> TASK DIRECTIONS: Without including any images, repeat the data exactly.

───── THE DATA

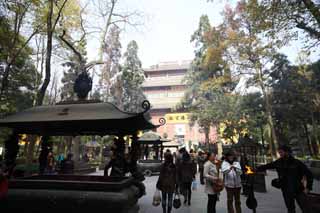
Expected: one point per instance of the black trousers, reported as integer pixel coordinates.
(201, 175)
(166, 195)
(187, 191)
(212, 201)
(301, 198)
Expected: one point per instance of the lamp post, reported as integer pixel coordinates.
(251, 200)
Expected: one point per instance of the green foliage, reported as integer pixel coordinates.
(132, 78)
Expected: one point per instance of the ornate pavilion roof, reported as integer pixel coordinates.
(84, 118)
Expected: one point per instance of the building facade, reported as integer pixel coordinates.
(164, 87)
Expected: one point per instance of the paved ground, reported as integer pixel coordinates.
(270, 202)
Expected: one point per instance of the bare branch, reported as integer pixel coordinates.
(71, 46)
(59, 14)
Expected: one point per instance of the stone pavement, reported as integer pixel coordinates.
(270, 202)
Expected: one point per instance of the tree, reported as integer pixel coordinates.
(132, 78)
(251, 53)
(51, 23)
(293, 102)
(209, 79)
(13, 20)
(288, 17)
(110, 83)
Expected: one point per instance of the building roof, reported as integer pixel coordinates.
(152, 138)
(166, 66)
(77, 119)
(164, 81)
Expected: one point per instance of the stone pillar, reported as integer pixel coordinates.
(11, 152)
(76, 149)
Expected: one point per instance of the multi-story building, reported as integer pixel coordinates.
(164, 87)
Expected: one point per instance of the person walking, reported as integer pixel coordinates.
(67, 165)
(231, 170)
(210, 174)
(201, 162)
(291, 173)
(167, 182)
(186, 174)
(50, 163)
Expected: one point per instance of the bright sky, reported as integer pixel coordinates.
(168, 26)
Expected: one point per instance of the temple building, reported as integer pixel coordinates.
(165, 88)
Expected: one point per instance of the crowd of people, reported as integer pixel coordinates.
(179, 170)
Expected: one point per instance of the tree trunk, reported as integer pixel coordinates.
(315, 134)
(76, 149)
(30, 152)
(43, 89)
(207, 137)
(305, 127)
(274, 140)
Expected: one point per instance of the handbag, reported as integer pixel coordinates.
(156, 198)
(176, 201)
(3, 187)
(218, 185)
(194, 185)
(276, 183)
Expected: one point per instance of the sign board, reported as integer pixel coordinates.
(177, 118)
(180, 129)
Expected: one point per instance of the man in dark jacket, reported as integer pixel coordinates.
(291, 173)
(186, 174)
(201, 161)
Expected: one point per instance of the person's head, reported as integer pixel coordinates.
(168, 159)
(69, 156)
(230, 156)
(182, 150)
(284, 151)
(186, 157)
(211, 156)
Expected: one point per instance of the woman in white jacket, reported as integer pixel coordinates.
(231, 170)
(210, 174)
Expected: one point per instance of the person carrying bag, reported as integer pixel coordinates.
(167, 183)
(212, 186)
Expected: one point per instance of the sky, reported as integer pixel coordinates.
(167, 29)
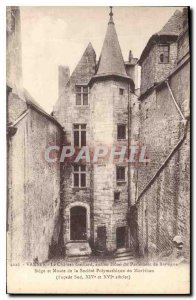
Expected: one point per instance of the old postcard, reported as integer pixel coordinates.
(98, 150)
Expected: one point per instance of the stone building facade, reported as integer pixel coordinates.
(108, 204)
(103, 93)
(33, 199)
(163, 207)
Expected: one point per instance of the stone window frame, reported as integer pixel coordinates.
(121, 91)
(79, 128)
(120, 180)
(81, 93)
(116, 198)
(163, 52)
(79, 172)
(68, 219)
(125, 128)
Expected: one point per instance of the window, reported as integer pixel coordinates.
(120, 173)
(164, 54)
(116, 196)
(79, 135)
(79, 173)
(121, 134)
(81, 95)
(121, 91)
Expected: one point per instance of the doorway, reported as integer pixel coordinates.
(78, 223)
(121, 237)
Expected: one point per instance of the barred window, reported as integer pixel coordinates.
(79, 175)
(121, 134)
(164, 54)
(81, 95)
(79, 135)
(120, 173)
(116, 196)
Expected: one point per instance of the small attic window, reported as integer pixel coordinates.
(163, 54)
(81, 95)
(121, 91)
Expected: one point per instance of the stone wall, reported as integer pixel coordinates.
(33, 186)
(163, 210)
(152, 71)
(68, 113)
(108, 109)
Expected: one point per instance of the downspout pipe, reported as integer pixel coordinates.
(174, 149)
(173, 98)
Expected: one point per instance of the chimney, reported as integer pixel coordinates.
(64, 75)
(130, 56)
(13, 48)
(185, 17)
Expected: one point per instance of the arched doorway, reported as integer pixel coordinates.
(78, 223)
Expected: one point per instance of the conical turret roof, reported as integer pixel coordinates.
(111, 60)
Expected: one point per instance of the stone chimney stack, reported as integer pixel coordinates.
(13, 48)
(185, 17)
(130, 56)
(64, 75)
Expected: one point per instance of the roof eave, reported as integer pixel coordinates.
(112, 76)
(156, 38)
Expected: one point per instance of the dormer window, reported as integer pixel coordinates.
(163, 54)
(81, 95)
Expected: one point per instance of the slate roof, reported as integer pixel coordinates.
(174, 25)
(111, 60)
(170, 31)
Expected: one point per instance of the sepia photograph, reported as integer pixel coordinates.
(98, 149)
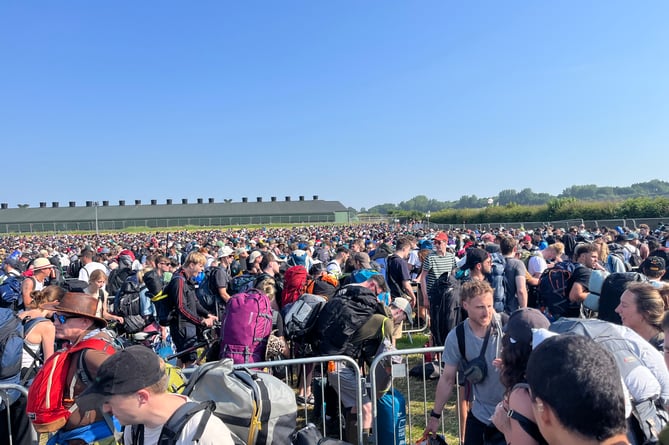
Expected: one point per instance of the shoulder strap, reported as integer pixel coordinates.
(175, 424)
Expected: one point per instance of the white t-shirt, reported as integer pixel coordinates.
(215, 433)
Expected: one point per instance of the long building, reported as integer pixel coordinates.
(101, 216)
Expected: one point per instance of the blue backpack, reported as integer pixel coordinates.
(498, 281)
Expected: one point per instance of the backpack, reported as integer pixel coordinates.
(445, 311)
(11, 344)
(256, 406)
(342, 316)
(10, 293)
(497, 279)
(206, 292)
(294, 284)
(553, 298)
(641, 368)
(171, 431)
(612, 288)
(46, 397)
(241, 283)
(246, 327)
(300, 319)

──────────

> FULL SOLUTION:
Expected: one point per instance of the black trousers, reported as integer pixel coordinates.
(201, 175)
(166, 195)
(187, 191)
(212, 201)
(301, 198)
Expected: one point per instance of the lamp post, reported as integer pixel coordinates.
(251, 200)
Expected: one point per instance of the green foliage, reported as integer pixel coordinates.
(132, 78)
Expected: one point per instance of the ornate pavilion roof, reported as integer pixel coordinates.
(84, 118)
Expected: one point per instance of the building facade, reported as integer pixel coordinates.
(164, 87)
Expected: one point per instance of the paved ground, reported as integer pixel coordinates.
(270, 202)
Expected: one point per instance of the bare branch, reported as integer pixel coordinates.
(71, 46)
(59, 14)
Expected: one point per instance of the stone pavement, reported as integer pixel coordinates.
(270, 202)
Expected: one point per instance of the tree, reported as integer pixel coordinates.
(132, 78)
(251, 53)
(51, 23)
(293, 102)
(209, 79)
(13, 20)
(288, 17)
(110, 83)
Expected: one point per instance of the building roof, reported as integer pixel coordinates.
(152, 138)
(166, 66)
(77, 119)
(164, 81)
Expected: one point per instance of the stone pillar, reported as integer pixel coordinates.
(11, 152)
(76, 149)
Expected: one point per instance of the multi-story building, reported as integer pixel coordinates.
(164, 87)
Expected: one point per instance of the person walking, reported as integer pixel coordinates.
(67, 165)
(231, 170)
(210, 174)
(201, 162)
(291, 173)
(167, 182)
(186, 174)
(50, 163)
Expected: one point per instance of the bright sky, reported as integer pixel coordinates.
(168, 26)
Expected: one point per instance of the temple building, reported as integer pixel coordinates.
(165, 88)
Expected: one point per instance of the crowd of people, reported as integer pixel coordinates.
(179, 170)
Expected: one point per instance of the tree trunk, reported as integer pixel coordinates.
(315, 134)
(76, 149)
(30, 152)
(43, 89)
(207, 137)
(305, 127)
(274, 140)
Expected: one point per instance of the handbag, reported as integer pixel coordinates.
(156, 198)
(176, 201)
(3, 187)
(218, 185)
(194, 185)
(276, 183)
Expected: one point per instance of the sign board, reported as integer pixel coordinates.
(177, 118)
(180, 129)
Expected: one point per instance of the man in dark jacket, reported as integer pixel coordinates.
(291, 173)
(186, 174)
(201, 161)
Expected: one point per instance of the person's head, reported as integer pixel coordinates.
(168, 159)
(69, 156)
(230, 156)
(182, 150)
(284, 151)
(186, 157)
(211, 156)
Expected: one point per instance of the woman in white jacket, reported as integer pixel coordinates.
(231, 170)
(210, 174)
Expected: one point per instance of the person carrying bag, reported as integer pixel coordinates.
(167, 183)
(212, 186)
Expected: one point per instance of the sky, reported as integer pixel coordinates.
(167, 29)
Expected: one point per instance of the old postcard, reported as integer pixel coordinates.
(98, 150)
Expected: one point per instance of the stone building facade, reported as integer pixel coordinates.
(108, 204)
(103, 93)
(33, 199)
(163, 207)
Expected: one point per instance of the stone window frame, reported as integer pixel coordinates.
(121, 91)
(79, 128)
(120, 180)
(81, 93)
(116, 198)
(163, 52)
(79, 172)
(68, 219)
(125, 128)
Expected: one point per instance of the window, reported as integer pixel coordinates.
(120, 173)
(164, 54)
(116, 196)
(79, 135)
(79, 173)
(121, 134)
(81, 95)
(121, 91)
Expected: one point per instance of the doorway, reported as integer pixel coordinates.
(78, 223)
(121, 237)
Expected: one point per instance of the barred window, reported as integer pixel coordinates.
(79, 175)
(121, 134)
(164, 54)
(81, 95)
(79, 135)
(120, 173)
(116, 196)
Expected: one point per instance of the small attic window, reported as integer pixel coordinates.
(163, 54)
(81, 95)
(121, 91)
Expected: one point per instance of the stone wall, reported as integer pixel coordinates.
(33, 186)
(163, 210)
(152, 71)
(68, 113)
(108, 109)
Expected: one point per instance of the downspout pipe, reported as integer pixel coordinates.
(174, 149)
(173, 98)
Expected: one point per instance of the chimney, reported as integer pixel coordinates.
(64, 75)
(130, 56)
(13, 48)
(185, 17)
Expected: one point per instance of the arched doorway, reported as integer pixel coordinates.
(78, 223)
Expected: one point per instance of the conical turret roof, reported as integer pixel coordinates.
(111, 60)
Expected: one point per instance of the stone chimney stack, reported as integer pixel coordinates.
(13, 48)
(185, 17)
(130, 56)
(64, 75)
Expected: one point per instance of the roof eave, reported as integer pixel coordinates.
(112, 76)
(156, 38)
Expected: one point per instance of the dormer window, reported as integer pixel coordinates.
(163, 54)
(81, 95)
Expected: one point per instance of the slate roof, reported as integer pixel coordinates.
(174, 25)
(111, 60)
(170, 31)
Expected: one point per instance of the sepia photograph, reported as integer pixel coordinates.
(98, 149)
Expected: one point per instance of the shoulder strap, reported as integer pixel coordinates.
(175, 424)
Expected: one point per instance of the white t-shirt, reported as integer pixel coordinates.
(215, 433)
Expected: one point per instance of the long building, reported as integer pixel coordinates.
(101, 216)
Expected: one point per instance of the blue backpack, reported as integer pixel coordinates.
(498, 281)
Expected: one point per instance of the backpack, reported as integer pixel coordinates.
(445, 311)
(11, 344)
(256, 406)
(342, 316)
(10, 293)
(497, 279)
(206, 292)
(294, 284)
(553, 298)
(641, 368)
(171, 431)
(612, 288)
(46, 397)
(241, 283)
(246, 327)
(300, 319)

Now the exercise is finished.